◆ 文字指令 1 ◆
文档里打印出来的 Polars 版本号是多少？
◆ 文字指令 2 ◆
把文档中从“INTERMEDIATES.mkdir(parents=True, exist_ok=True)”到“datasets = data_transformation.load_inputs(INPUTS)”之间的文字（含首尾）一字不差地抄写出来。

◆ 文档 ◆
-- -- --

In [1]:
import polars as pl
import numpy as np, pandas as pd
print(
    f"Polars version = {pl.__version__}, Numpy version = {np.__version__}"
)
%load_ext autoreload
%autoreload 2
from src import data_transformation
from src.model import prepare_lgbm_dataset_with_weights, train_or_load_lgbm, evaluate_model

Polars version = 1.32.2, Numpy version = 1.26.4


# 数据处理
<mark>后续可能会进一步封装代码，让这部分更简洁</mark>

In [2]:
from pathlib import Path
INPUTS = Path('./data/inputs')
INTERMEDIATES = Path('./data/intermediates')
OUTPUTS = Path('./data/outputs')

INPUTS.mkdir(parents=True, exist_ok=True)
INTERMEDIATES.mkdir(parents=True, exist_ok=True)
OUTPUTS.mkdir(parents=True, exist_ok=True)

In [3]:
## 
datasets = data_transformation.load_inputs(INPUTS)
intermediate_datasets_pth = {
    "merged_reserve": INTERMEDIATES/"merged_reserve.csv",
    "date_info": INTERMEDIATES/"date_info.csv",
    "merged_store_info": INTERMEDIATES/"merged_store_info.csv",
    "train_visit_data": INTERMEDIATES/"train_visit_data.csv",
    "test_visit_data": INTERMEDIATES/"test_visit_data.csv"
}

if not intermediate_datasets_pth["merged_reserve"].exists():
    merged_reserve = data_transformation.merge_reservation(**datasets)
    merged_reserve.sink_csv(INTERMEDIATES/"merged_reserve.csv")

-- -- --

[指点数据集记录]

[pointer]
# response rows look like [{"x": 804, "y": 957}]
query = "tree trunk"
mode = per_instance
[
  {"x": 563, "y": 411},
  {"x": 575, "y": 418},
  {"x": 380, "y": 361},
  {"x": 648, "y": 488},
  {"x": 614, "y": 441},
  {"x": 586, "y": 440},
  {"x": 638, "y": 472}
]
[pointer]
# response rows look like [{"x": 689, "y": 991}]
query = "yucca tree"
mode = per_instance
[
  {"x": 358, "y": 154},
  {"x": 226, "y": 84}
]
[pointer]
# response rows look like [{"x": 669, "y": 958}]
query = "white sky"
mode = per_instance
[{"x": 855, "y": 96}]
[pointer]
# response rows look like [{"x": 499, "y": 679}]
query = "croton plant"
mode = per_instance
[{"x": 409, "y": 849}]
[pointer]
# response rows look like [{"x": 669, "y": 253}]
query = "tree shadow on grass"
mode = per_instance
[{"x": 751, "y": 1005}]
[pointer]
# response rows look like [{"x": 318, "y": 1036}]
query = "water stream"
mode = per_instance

-- -- --

◆ 解答 1 ◆
1.32.2

◆ 解答 2 ◆
INTERMEDIATES.mkdir(parents=True, exist_ok=True)
OUTPUTS.mkdir(parents=True, exist_ok=True)

In [3]:
## 
datasets = data_transformation.load_inputs(INPUTS)